TASK TO COMPLETE
Find the line that contains "Study the picture above. For each instance of the solid"; then retype it and each line after it, exactly, through the final line of the data below.

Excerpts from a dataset
-=-=-
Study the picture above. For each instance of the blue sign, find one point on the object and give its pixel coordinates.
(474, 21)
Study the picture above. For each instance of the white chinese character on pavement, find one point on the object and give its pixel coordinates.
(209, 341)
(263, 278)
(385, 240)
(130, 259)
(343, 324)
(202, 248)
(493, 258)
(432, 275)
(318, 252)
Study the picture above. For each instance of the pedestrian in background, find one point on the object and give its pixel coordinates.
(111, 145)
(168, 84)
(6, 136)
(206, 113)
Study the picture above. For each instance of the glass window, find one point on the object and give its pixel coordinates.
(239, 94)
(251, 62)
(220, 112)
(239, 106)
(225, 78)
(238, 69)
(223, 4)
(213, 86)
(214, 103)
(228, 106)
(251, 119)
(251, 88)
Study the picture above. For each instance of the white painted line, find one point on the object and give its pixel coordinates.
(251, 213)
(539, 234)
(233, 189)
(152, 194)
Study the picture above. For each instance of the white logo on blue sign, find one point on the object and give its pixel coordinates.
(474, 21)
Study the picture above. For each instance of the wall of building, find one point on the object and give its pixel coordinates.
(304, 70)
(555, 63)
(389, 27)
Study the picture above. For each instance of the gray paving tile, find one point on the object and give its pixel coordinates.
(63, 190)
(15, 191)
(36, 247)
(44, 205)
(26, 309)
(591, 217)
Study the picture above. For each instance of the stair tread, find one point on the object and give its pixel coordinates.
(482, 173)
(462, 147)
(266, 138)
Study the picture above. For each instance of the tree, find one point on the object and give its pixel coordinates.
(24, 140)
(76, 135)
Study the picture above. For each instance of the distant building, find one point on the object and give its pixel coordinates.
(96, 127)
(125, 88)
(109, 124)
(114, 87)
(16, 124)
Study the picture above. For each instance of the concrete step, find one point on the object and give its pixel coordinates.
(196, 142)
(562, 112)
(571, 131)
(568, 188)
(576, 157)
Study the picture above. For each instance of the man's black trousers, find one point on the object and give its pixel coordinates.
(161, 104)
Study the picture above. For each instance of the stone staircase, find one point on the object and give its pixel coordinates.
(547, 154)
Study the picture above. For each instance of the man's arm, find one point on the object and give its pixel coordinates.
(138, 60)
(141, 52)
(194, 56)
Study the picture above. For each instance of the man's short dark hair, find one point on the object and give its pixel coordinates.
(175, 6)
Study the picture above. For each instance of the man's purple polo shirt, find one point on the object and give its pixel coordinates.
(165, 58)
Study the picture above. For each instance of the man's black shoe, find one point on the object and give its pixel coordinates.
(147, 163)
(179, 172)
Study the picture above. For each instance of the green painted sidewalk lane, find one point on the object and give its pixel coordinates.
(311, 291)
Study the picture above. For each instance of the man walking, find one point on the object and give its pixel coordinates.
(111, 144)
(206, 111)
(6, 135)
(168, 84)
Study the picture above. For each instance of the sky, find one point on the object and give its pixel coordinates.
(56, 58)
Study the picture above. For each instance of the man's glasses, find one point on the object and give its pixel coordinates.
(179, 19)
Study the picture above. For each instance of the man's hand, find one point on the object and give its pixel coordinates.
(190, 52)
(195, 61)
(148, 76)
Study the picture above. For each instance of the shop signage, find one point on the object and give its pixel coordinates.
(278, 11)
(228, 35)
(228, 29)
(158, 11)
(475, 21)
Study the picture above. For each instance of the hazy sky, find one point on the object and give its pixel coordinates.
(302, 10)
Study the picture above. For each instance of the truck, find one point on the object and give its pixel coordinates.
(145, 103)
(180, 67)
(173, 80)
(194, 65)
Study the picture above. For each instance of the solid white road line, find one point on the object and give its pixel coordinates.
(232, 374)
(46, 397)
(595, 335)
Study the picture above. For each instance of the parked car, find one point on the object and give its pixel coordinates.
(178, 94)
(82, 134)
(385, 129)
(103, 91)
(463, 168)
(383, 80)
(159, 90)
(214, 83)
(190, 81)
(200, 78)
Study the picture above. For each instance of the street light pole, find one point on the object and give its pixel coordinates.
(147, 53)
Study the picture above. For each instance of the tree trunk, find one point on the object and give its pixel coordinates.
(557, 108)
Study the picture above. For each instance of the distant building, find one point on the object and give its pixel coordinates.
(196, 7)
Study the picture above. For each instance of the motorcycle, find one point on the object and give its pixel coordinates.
-=-=-
EXERCISE RESULT
Study the picture above. For each instance of the solid white road line, find one point on the object and give its pixel coordinates.
(232, 374)
(46, 397)
(595, 335)
Study the picture above. For each instance of the parked car, find one point on the object and give its pixel coordinates.
(178, 94)
(82, 134)
(385, 129)
(103, 91)
(463, 168)
(383, 80)
(159, 90)
(214, 83)
(190, 81)
(200, 78)
Study the picture above. For each instance of the street light pole, find one point on the object and give its pixel coordinates.
(147, 53)
Study the picture above. For each instance of the tree trunk, find one point on the object and give its pixel coordinates.
(557, 108)
Study the picture above. For each instance of the distant building, find one point on the object and give its pixel coordinates.
(196, 7)
Study the picture above. For each instance of the motorcycle, find one point on the object and give its pixel coordinates.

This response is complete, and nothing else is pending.